Required actions:
1) Please list everyone and everything that the passage about Simone says tormented her or came to hurt her.
2) Carry on the passage about Simone from the point where it ends.

I'm putting on my socks in preparation for a little hike before work. They are ankle style, cheaply made, and each one sports a penguin in a pink knit cap. He is executing a twirl on ice skates though he appears lost in thought. Simone gave them to me. She had received them as a Christmas gift, but they weren't really her style. As I think of her my heart warms, but then, to my surprise, I find myself thinking, "I hope she's dead."
I know how harsh that sounds, and I know it's not for me to reckon the value of any other life to the person living it. The feeling that accompanies the thought is one of caring and wishing relief for her. Simone suffered terribly and there was nothing anyone could do to fix it.
For three years I was one of her nurses. Simone and I first met in the intensive unit for patients who were deeply and chronically mentally ill. Sometimes people got a bit better and left, but most patients' illness just ebbed and flowed, never really improving.
"Good morning, Simone," I said with a smile. She was heading up the hallway barefoot, wearing a long, simple, black-and-white-striped jersey knit dress, her white hair up in a messy bun. She didn't meet my eyes, her gaze staying steadily forward, but once alongside me she declared, "You're a whore. The worst one. The president's whore." She was shaming me for ruining the beautiful marriage of the U.S. president at the time.
Simone would spend most of the day lying in her bed. She'd try to rest, but the visions and horrors wouldn't let her. She would call out loudly, swearing at who or what she thought was there and yelling at them to go away. This was pretty much baseline for her. When she started to refuse her meds, it would get worse, but it never got better.
Her constant suffering was obvious. Alone in her room, Simone would call out, "Aaagh! Put me down!" A string of curses would follow. She had the recurring experience of being in the jaws of a giant dog, its teeth piercing her flesh, its slobber coating her. Simone said her brother came to torture her. She regularly told staff how people came down through the light fixtures to rape her in the night. Family members could come into her mind and cause great psychic pain.
To her, I was a whore and that was that. I stayed cordial and continued to check in on her and offer her things I thought she might need. Simone didn't waver for months, until one day she approached me in the hall. She was carrying a hairbrush and had a scowl on her face. "I can't get my hair up! It's not working!"
I gently offered to help, fully expecting to be shot down and called by my usual epithet. Simone paused and glared at me briefly before assenting to let me try. She sat on the stool in her room, and I began to carefully brush her hair. She sat with her eyes cast down. Then she looked up and quietly said, "You're not a whore."

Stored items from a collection
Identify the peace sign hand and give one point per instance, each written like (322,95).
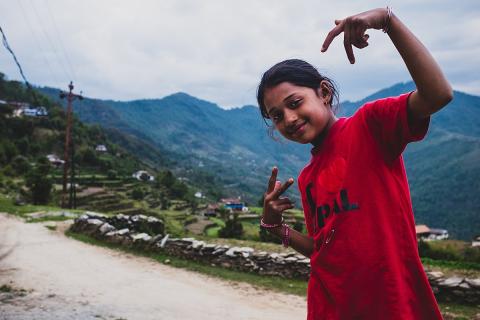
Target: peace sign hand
(354,28)
(273,204)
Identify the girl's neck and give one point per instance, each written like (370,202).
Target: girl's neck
(321,137)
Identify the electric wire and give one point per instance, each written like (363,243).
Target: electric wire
(41,50)
(7,46)
(49,40)
(60,40)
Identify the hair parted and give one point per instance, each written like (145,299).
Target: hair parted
(297,72)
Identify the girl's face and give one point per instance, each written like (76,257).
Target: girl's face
(300,114)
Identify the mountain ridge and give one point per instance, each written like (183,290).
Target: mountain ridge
(233,145)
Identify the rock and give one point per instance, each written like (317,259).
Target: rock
(451,282)
(123,232)
(435,275)
(141,237)
(475,283)
(164,241)
(105,228)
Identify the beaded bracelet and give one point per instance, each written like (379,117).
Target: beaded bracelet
(270,226)
(286,236)
(386,26)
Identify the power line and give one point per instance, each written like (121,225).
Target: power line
(7,46)
(37,42)
(49,40)
(64,51)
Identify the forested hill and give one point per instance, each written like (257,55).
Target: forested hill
(233,145)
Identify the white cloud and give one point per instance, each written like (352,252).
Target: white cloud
(217,50)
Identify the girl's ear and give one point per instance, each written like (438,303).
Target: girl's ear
(325,91)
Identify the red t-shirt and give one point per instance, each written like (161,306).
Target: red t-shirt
(356,200)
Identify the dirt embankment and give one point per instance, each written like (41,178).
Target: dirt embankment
(54,277)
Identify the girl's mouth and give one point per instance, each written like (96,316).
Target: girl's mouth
(299,130)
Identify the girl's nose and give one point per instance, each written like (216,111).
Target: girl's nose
(290,116)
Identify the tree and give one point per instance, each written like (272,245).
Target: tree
(233,228)
(166,179)
(39,182)
(20,165)
(137,193)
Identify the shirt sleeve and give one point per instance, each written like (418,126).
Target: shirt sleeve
(387,119)
(306,210)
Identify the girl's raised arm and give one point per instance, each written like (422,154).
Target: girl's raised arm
(433,90)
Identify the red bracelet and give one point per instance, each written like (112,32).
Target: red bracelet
(270,226)
(286,236)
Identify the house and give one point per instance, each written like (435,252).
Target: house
(101,148)
(476,241)
(211,210)
(233,204)
(143,175)
(425,233)
(34,112)
(55,160)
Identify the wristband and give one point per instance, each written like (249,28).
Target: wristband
(270,226)
(286,236)
(386,26)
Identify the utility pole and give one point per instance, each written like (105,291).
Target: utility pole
(69,160)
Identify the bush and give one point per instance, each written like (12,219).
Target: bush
(112,174)
(137,193)
(39,182)
(20,165)
(233,228)
(266,236)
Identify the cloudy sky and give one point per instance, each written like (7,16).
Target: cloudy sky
(217,50)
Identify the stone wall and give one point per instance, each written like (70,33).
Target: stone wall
(146,233)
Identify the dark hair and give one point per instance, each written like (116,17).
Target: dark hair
(297,72)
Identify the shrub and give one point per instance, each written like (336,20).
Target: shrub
(233,228)
(137,193)
(112,174)
(39,182)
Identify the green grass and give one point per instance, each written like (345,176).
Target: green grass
(6,288)
(7,205)
(289,286)
(457,266)
(212,231)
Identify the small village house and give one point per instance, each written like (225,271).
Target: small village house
(143,175)
(425,233)
(55,160)
(101,148)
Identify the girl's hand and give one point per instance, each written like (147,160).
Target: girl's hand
(354,28)
(273,204)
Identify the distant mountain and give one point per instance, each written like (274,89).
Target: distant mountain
(234,147)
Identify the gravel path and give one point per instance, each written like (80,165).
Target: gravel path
(55,277)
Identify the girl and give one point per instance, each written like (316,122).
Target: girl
(361,233)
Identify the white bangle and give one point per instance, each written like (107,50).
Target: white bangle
(386,25)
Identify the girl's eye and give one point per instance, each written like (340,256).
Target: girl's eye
(295,103)
(276,117)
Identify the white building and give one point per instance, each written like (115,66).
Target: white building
(101,148)
(143,175)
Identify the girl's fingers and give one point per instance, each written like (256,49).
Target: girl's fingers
(347,42)
(332,34)
(273,179)
(281,201)
(283,207)
(279,191)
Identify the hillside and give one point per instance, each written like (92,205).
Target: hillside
(32,149)
(233,146)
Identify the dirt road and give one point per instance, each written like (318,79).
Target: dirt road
(67,279)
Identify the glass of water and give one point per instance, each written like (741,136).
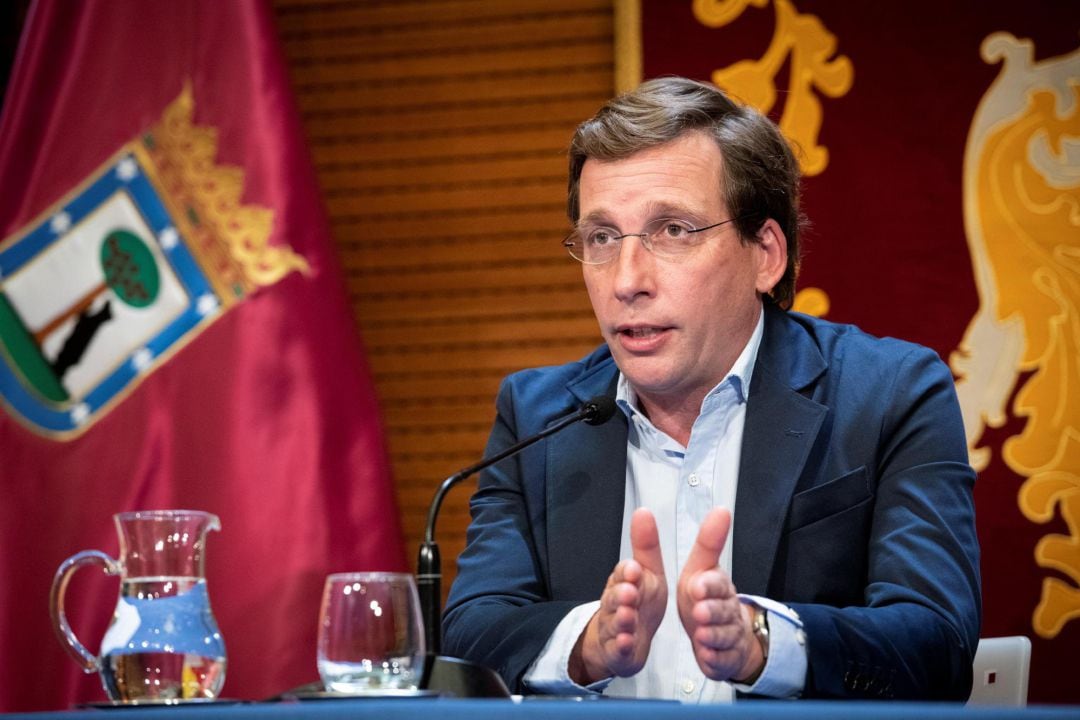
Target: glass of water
(370,635)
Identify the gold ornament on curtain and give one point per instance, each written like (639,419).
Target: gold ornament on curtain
(1022,217)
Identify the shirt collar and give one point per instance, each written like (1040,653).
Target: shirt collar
(739,376)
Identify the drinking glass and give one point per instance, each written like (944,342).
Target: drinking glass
(370,636)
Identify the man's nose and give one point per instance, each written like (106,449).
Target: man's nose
(633,269)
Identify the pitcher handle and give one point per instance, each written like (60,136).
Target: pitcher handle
(90,662)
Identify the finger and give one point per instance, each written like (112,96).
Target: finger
(711,585)
(645,541)
(706,548)
(717,637)
(716,664)
(717,612)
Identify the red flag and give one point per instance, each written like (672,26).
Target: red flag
(247,395)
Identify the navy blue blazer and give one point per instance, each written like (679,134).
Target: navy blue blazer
(854,507)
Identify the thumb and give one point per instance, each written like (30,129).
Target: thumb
(713,534)
(645,541)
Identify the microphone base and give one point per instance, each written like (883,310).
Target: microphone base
(461,678)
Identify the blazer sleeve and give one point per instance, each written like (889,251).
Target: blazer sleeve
(917,628)
(500,612)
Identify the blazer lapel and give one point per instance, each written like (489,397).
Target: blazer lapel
(781,428)
(585,490)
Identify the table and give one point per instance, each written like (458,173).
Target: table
(562,709)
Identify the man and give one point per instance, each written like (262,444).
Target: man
(598,560)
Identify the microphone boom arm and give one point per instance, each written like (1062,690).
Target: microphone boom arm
(429,565)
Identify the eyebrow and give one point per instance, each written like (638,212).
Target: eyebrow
(655,211)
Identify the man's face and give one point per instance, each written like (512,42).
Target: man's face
(674,326)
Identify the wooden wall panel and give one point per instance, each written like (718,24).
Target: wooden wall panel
(439,131)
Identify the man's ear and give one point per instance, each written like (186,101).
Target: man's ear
(771,245)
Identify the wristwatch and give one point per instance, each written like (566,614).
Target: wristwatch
(759,626)
(760,629)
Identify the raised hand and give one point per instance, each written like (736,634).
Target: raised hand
(712,614)
(618,637)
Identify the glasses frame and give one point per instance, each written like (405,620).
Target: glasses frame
(570,244)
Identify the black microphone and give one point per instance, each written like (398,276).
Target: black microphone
(429,565)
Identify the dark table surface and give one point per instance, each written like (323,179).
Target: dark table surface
(445,708)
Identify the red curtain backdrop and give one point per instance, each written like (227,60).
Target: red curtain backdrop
(894,233)
(266,418)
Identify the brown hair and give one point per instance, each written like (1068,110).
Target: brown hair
(760,174)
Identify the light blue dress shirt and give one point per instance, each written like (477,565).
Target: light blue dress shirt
(680,485)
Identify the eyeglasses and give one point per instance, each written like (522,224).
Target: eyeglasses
(665,238)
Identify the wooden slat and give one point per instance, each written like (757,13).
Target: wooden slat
(439,130)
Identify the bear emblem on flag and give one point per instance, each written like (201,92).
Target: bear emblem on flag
(116,276)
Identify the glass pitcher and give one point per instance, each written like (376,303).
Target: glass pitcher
(163,644)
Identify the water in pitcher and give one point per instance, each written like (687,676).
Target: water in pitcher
(163,642)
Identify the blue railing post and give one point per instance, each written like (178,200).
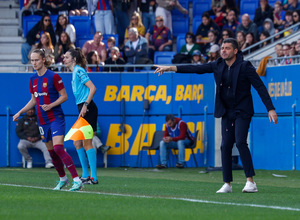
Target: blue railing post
(205,135)
(7,135)
(180,111)
(294,134)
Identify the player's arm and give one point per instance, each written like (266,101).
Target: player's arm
(62,98)
(27,107)
(92,92)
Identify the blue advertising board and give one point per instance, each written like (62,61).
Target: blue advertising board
(118,94)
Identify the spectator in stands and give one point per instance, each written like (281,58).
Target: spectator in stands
(269,26)
(122,19)
(297,47)
(212,40)
(229,5)
(231,21)
(164,9)
(214,53)
(292,51)
(261,13)
(104,19)
(159,37)
(177,136)
(44,25)
(63,25)
(114,59)
(279,53)
(30,7)
(78,8)
(264,35)
(51,59)
(27,130)
(190,45)
(288,22)
(216,6)
(55,7)
(206,25)
(111,42)
(226,33)
(293,5)
(95,44)
(248,26)
(147,8)
(93,59)
(286,53)
(296,20)
(45,43)
(63,45)
(250,40)
(198,58)
(136,48)
(241,39)
(136,22)
(278,16)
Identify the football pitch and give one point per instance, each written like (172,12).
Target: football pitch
(132,193)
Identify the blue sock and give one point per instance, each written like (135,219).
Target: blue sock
(91,153)
(84,162)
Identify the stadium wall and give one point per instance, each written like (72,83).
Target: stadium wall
(272,146)
(184,95)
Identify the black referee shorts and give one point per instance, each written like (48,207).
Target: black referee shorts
(91,114)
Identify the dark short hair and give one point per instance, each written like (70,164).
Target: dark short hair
(231,41)
(169,117)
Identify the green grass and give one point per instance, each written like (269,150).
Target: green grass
(120,195)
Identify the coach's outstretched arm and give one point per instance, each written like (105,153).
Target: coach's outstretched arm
(161,69)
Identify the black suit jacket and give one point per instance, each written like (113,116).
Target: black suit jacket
(244,75)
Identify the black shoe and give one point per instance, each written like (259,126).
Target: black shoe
(91,181)
(85,180)
(161,166)
(179,165)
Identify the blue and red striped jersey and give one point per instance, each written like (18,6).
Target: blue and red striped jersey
(103,5)
(45,90)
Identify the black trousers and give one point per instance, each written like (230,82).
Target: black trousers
(235,130)
(91,115)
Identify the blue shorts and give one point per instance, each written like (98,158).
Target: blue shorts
(52,129)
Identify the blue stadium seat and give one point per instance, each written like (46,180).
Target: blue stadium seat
(200,6)
(180,41)
(29,22)
(249,7)
(82,25)
(183,3)
(196,23)
(180,24)
(163,57)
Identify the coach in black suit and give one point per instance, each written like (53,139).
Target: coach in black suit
(233,102)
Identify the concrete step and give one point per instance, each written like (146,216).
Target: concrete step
(12,69)
(9,3)
(9,22)
(8,58)
(8,13)
(11,39)
(10,49)
(8,30)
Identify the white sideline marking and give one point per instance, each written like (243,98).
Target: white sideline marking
(170,198)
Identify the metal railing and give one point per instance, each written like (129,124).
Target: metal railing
(272,39)
(279,61)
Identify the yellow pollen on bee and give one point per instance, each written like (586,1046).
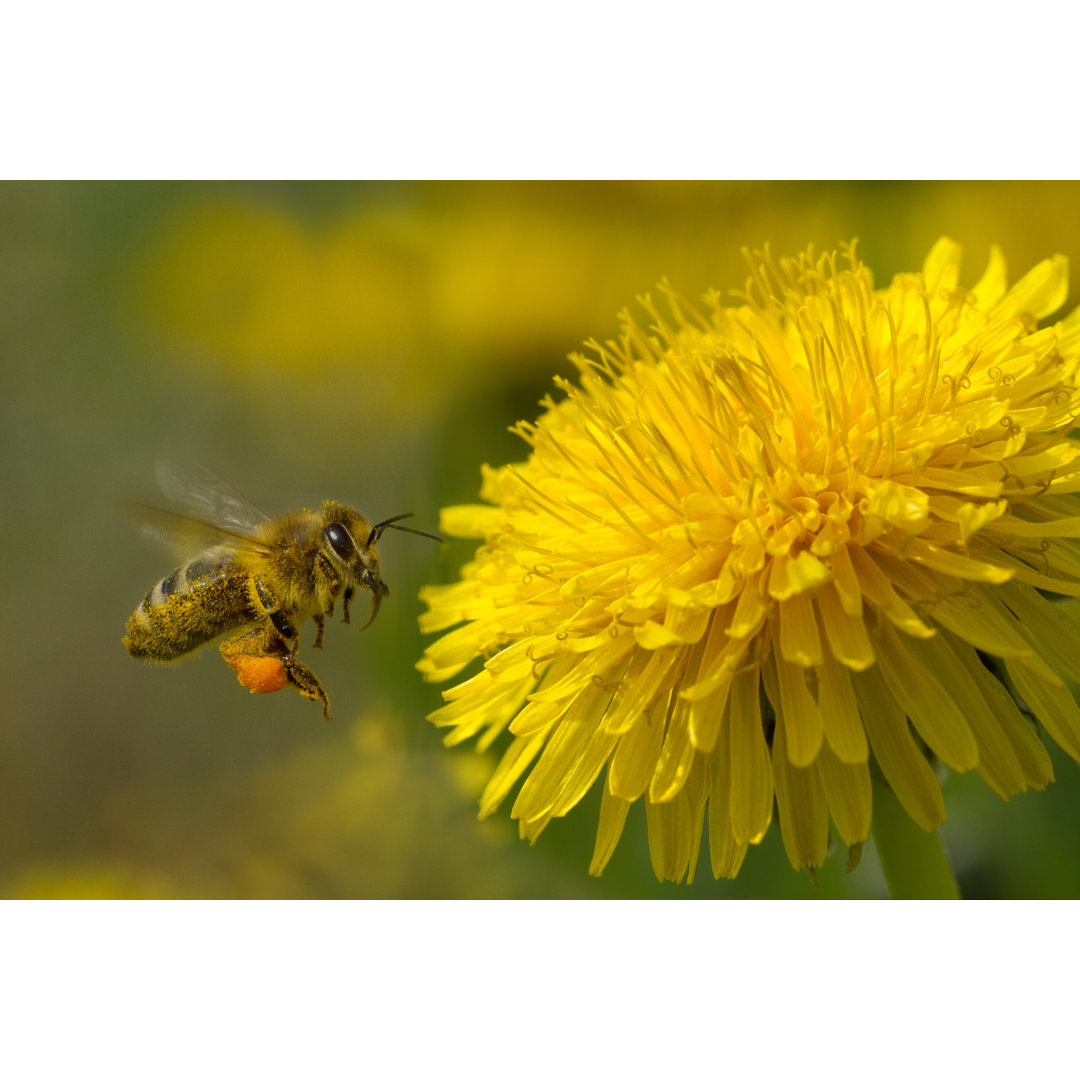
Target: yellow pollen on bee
(259,674)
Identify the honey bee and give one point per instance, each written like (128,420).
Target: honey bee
(262,577)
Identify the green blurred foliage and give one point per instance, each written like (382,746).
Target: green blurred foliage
(369,343)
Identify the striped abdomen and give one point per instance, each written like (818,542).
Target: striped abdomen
(190,607)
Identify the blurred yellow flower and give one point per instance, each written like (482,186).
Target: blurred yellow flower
(756,555)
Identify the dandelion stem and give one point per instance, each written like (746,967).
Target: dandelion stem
(913,860)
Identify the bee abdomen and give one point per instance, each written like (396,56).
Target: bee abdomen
(190,607)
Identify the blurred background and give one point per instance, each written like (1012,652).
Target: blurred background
(367,342)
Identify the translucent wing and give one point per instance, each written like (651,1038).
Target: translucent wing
(207,499)
(188,536)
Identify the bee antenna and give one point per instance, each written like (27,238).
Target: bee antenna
(389,524)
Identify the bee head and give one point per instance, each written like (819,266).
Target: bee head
(359,562)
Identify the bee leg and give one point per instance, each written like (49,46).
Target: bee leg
(305,679)
(265,663)
(277,615)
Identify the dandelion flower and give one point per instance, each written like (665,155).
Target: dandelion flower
(760,556)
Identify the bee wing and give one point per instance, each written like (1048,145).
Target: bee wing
(188,536)
(208,499)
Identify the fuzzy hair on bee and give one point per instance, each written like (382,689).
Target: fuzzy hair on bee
(256,578)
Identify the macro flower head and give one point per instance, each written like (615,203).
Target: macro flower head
(765,553)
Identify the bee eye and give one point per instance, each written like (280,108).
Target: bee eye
(339,540)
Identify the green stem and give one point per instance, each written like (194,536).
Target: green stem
(914,861)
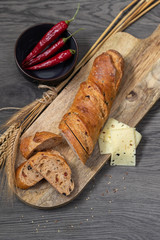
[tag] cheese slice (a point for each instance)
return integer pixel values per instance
(104, 147)
(123, 147)
(114, 124)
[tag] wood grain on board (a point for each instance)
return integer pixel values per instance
(139, 90)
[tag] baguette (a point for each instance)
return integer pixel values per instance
(93, 102)
(39, 142)
(55, 170)
(76, 146)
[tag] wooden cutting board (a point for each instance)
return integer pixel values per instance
(139, 90)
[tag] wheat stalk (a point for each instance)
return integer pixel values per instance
(21, 120)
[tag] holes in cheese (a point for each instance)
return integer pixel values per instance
(112, 136)
(124, 147)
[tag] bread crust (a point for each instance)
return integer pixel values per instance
(23, 177)
(104, 80)
(73, 142)
(38, 142)
(55, 170)
(26, 176)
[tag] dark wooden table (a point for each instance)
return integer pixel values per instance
(121, 202)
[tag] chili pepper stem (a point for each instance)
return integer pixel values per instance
(72, 19)
(66, 39)
(72, 51)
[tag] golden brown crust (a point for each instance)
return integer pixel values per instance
(25, 176)
(74, 143)
(92, 106)
(55, 170)
(38, 142)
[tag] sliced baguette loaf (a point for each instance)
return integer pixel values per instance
(106, 75)
(73, 142)
(55, 170)
(39, 142)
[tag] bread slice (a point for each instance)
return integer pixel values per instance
(73, 142)
(39, 142)
(26, 176)
(55, 170)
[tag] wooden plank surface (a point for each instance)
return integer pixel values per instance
(120, 203)
(140, 89)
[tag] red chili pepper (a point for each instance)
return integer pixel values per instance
(59, 58)
(50, 51)
(51, 35)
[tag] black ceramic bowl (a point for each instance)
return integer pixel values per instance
(51, 76)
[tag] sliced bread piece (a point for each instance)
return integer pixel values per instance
(26, 176)
(39, 142)
(55, 170)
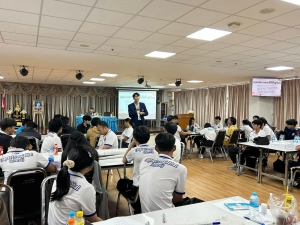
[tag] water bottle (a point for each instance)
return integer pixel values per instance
(51, 155)
(254, 206)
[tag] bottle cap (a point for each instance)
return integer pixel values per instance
(79, 214)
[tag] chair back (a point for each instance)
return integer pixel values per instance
(64, 140)
(219, 141)
(46, 188)
(26, 184)
(34, 142)
(8, 198)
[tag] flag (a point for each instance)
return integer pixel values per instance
(3, 101)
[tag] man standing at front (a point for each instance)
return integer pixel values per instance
(137, 110)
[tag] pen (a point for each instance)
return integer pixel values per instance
(253, 220)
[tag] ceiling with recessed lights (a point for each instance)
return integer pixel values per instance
(54, 39)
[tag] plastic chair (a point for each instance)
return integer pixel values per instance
(46, 188)
(26, 185)
(8, 197)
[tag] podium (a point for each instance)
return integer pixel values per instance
(183, 120)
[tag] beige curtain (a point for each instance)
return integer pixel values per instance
(287, 106)
(238, 102)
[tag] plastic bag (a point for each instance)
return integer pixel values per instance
(283, 214)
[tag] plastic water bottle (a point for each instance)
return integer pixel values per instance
(254, 206)
(51, 155)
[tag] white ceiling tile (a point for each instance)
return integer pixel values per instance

Answers provided:
1)
- A giant dog, which held her in its jaws
- Her brother
- People who came down through the light fixtures
- Family members, who came into her mind

2)
I don't know if it was bravery or desperation on her part to crack the door open for me in that way, but our connection grew. Most days she just couldn't focus, but I would read to her a few times a week when she felt up for it. She chose a cheesy romance novel, and we worked our way through it. We would giggle together when it got steamy. She would stop me when a passage jogged some sort of memory. She told me about her time in Paris as a college student. She had gone shopping with some girlfriends and bought a yellow dress.
Simone seemed to briefly enjoy these recollections before a wave of sadness would come over her. She remembered when she was whole and well. Then her face would fall, and she'd say, "I wish I was dead. I can't stand this. Why do I have to be tortured like this?"
There is no DNR in psych, no living will, no natural death from the illness. In medical nursing a patient or their designee can decide to transition to comfort care and then eventually the end comes. It's different in psych.
As nurses we all care. It's what we do. We care until our hearts hurt like an overused muscle. To find myself presiding over a void of trapped souls was not what I thought I was getting into, and so I focused on making their lives as pleasant as possible. As Simone's nurse I learned to focus on what I could do in any given moment to make her life more enjoyable, more comfortable. The goal became solely caring, not curing.
My mixed sentiments as I was pulling on those socks that morning shocked me. I cared for Simone and wished for her to have some peace. At least I know that I was able to provide some relief, some joy, and a bit of fun in our time together.